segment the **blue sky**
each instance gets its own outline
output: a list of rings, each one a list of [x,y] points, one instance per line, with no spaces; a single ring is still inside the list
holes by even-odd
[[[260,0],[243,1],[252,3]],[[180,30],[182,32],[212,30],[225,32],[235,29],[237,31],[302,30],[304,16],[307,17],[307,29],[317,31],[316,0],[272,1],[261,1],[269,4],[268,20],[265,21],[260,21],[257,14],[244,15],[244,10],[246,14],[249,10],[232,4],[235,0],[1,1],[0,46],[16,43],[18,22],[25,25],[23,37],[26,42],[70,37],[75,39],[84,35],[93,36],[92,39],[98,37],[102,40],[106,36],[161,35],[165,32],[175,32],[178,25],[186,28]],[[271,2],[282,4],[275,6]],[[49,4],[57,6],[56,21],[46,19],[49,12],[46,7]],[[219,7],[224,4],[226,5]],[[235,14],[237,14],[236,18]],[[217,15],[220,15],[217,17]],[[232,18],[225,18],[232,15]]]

▶ _Goal_:
Put every line of the data above into a JSON list of strings, one string per line, and leave out any blank lines.

▶ _Completed task_:
[
  "segment the **blue sky**",
  "each instance gets its own outline",
  "output: a list of rings, each one a list of [x,y] points, one instance per line, with no spaces; a single ring is still inside the list",
  "holes by even-odd",
  "[[[260,0],[243,1],[252,3]],[[180,30],[182,32],[212,30],[225,32],[235,29],[237,31],[302,30],[304,16],[307,17],[307,29],[317,31],[316,0],[272,1],[261,1],[269,4],[268,20],[265,21],[260,21],[257,14],[244,15],[244,10],[246,14],[249,10],[232,4],[235,0],[1,1],[0,46],[16,43],[18,22],[25,25],[23,37],[26,42],[70,37],[75,39],[84,35],[93,36],[92,39],[98,37],[102,40],[106,36],[161,35],[165,32],[175,32],[178,25],[186,28]],[[271,2],[282,4],[275,6]],[[49,4],[57,6],[56,21],[46,19],[49,12],[46,7]],[[219,7],[224,4],[226,5]],[[235,14],[237,14],[236,18]],[[217,15],[220,15],[217,17]],[[232,18],[225,18],[232,15]]]"
]